Make a verbatim copy of the entries below; pictures stay out.

[Items from a dataset]
___
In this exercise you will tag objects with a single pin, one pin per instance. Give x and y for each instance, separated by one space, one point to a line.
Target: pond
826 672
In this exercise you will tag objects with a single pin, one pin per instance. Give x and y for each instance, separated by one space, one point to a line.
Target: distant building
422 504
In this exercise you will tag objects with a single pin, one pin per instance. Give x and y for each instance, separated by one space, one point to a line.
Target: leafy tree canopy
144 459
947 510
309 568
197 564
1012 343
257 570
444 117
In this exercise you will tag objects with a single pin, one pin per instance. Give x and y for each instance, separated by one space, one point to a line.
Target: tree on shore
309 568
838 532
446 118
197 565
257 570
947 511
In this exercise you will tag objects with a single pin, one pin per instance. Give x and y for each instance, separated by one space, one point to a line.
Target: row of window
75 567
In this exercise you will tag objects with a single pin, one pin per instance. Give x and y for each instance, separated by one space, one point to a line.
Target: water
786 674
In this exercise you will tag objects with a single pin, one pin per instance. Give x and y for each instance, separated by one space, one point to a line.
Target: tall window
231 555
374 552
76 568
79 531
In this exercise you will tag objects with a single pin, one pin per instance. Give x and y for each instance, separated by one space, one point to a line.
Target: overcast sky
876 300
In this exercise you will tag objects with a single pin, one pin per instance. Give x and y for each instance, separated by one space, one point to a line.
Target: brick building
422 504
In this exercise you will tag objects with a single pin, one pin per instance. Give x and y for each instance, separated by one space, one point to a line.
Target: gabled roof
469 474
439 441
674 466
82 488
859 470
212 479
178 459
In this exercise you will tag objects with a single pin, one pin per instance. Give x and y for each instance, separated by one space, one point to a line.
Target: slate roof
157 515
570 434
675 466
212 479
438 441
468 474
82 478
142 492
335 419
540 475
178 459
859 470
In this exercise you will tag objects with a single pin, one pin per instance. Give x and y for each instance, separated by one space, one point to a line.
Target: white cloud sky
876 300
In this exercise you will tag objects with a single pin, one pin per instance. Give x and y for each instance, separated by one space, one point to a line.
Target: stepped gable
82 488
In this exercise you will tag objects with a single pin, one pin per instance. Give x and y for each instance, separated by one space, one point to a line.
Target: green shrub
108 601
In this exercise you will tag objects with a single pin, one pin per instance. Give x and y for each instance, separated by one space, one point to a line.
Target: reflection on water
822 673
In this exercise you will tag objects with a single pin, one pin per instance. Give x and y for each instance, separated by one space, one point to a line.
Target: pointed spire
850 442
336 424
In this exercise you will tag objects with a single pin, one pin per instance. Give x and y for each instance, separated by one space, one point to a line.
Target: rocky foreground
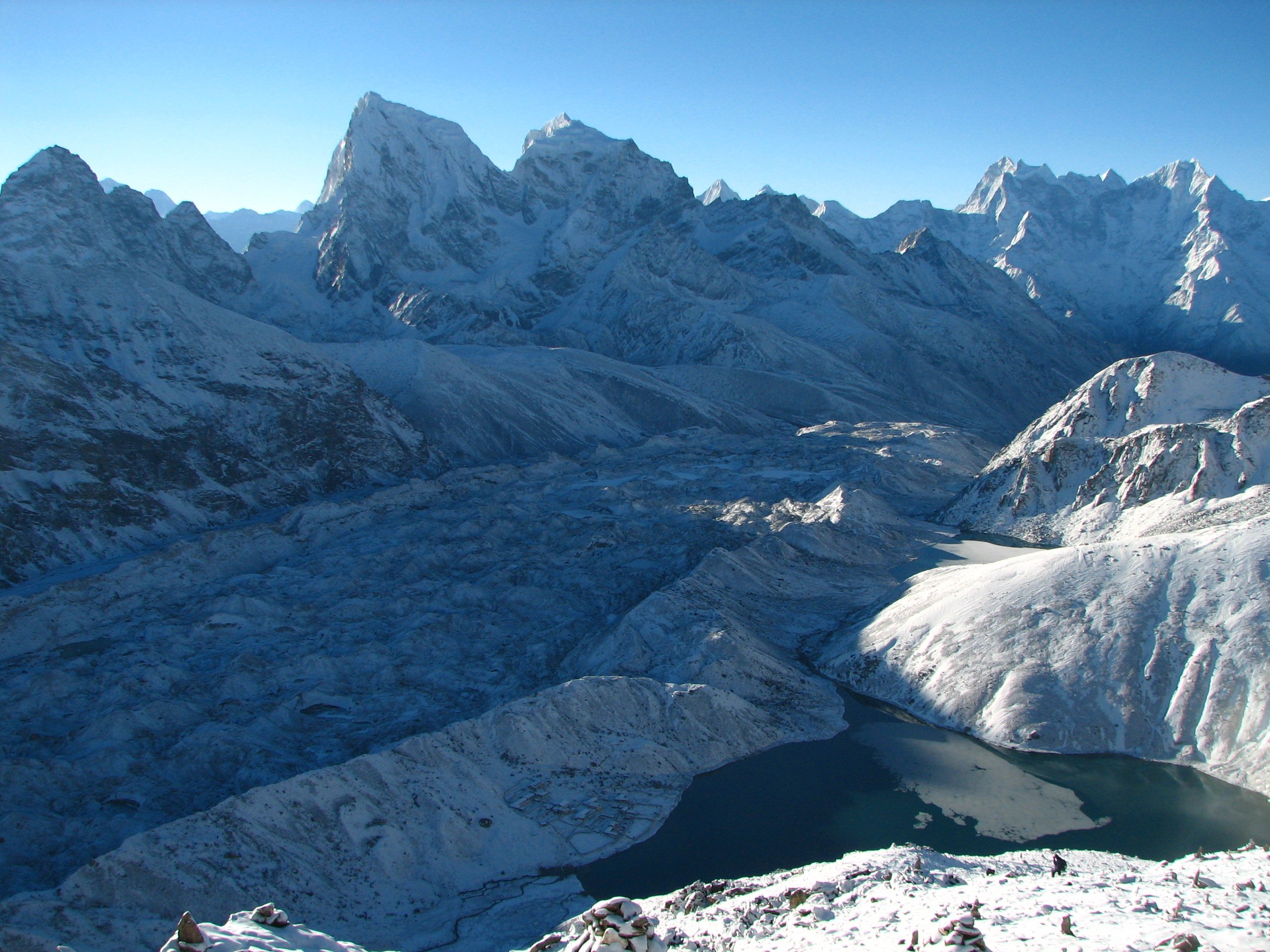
911 898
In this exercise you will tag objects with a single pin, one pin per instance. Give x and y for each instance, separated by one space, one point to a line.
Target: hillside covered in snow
1146 631
428 550
1174 261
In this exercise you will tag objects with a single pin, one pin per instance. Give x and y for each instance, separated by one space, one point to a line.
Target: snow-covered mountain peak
577 135
1144 443
1184 177
719 191
54 205
990 194
835 214
404 187
920 240
568 162
565 135
402 147
1113 179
___
◆ IN RESPONSE:
In this exercise you will tag objects with a single pin, one pin per instance. Give x and y for each instance, separated by one space, one point to a line.
Target: pond
826 672
In this exercise you will tag objects with a single pin, one pin per instance. Give x and y for each instance, separated by one space, one point to a line.
Target: distant building
422 504
In this exercise you will tag objects with a single pin, one pin per instance. Give x and y for each instance, separated by one space, one point to a line.
Target: leafy tree canopy
144 459
947 510
309 568
197 564
1012 343
257 570
444 117
In this exercise you will tag objects with a single pin, one pin per instance. Give x and y for each instance, separated by one space, one point to a line.
Target: tree on shore
309 568
838 532
446 118
197 565
257 570
947 511
In this exercise you will tag objects with a single pin, one pin per instance. Give x and y for each instance, separated by one space, one point to a line.
Target: row of window
75 567
In this exercise you will tag objects with a single pin, one pin per instance. Give x and y for each instance, separated by one space, one point to a line.
Target: water
786 674
In this exercise you will tag objects with a single pin, one pin per instance. Give x and y for each instance, separated by one space, one point to a line.
Target: tall window
231 555
374 552
76 568
79 531
In this exercise you will tag objects with a single pin, one pin per instance. Give x and y for each instance, separated by one space, one point to a line.
Target: overcast sky
876 300
In this exercise you will tag objects with a single pin, one pin per instance. Give x and y for each instance, separated by one space, one point to a line.
Target: brick building
422 504
In this exercise you will tag objects with a single pin, one pin per instance. Give x and y for each instance, separated by one space, one point to a line.
Target: gabled roof
469 474
439 441
674 466
82 488
859 470
212 479
178 459
In this exercise you will tag objects with a single pin, one pin per instance. Give x and y for each instance, separated by one space, one point to a line.
Target: slate roof
157 515
570 434
675 466
212 479
438 441
468 474
82 478
142 492
335 419
540 475
178 459
859 470
In this exercise you will tag objects with a single pin, one pin per instance. Give x and y for each instance, separated by one space, one point to a line.
Target: white cloud sky
876 300
In this exercise you will tag objects with a single pin, one pin per instance. Give x and y for each instance, separated by one space, one point to a line.
Target: stepped gable
82 488
In this exercise you will tag objects with a single pin, one pin per instance. Give x and y for each instance, separated by one space, one point to a line.
Target: green shrub
108 601
In this exercise you will tag objects with a single pin, one pin per instance. Give x and y for each instance, separated by one space, one point to a line.
Target: reflection on water
822 673
In this exercise you will tag objects with a single pin, one pin per instance. Give x and y for each instance, separated by one space, one point to a line.
Target: pointed spire
850 442
336 424
In this exercise you will tag objects with a single pin, one pin per instance. Give x and y for each instance, separated by one space, one point to a line.
Target: rocky foreground
911 898
In this exercise you will tag objects with a single pin, one pin per instance. Give x and y for each instance, separated by one space, one point to a line.
Target: hillside covered in snow
1146 631
428 550
1174 261
In this exercise you will tag objects with a single pin, one pin per instance. Give x and y for each instance, separated by one space, one point to a line.
Target: snow-covered mountain peak
577 135
1144 443
1184 177
719 191
54 205
990 194
835 214
404 187
920 240
568 162
565 135
402 147
1113 179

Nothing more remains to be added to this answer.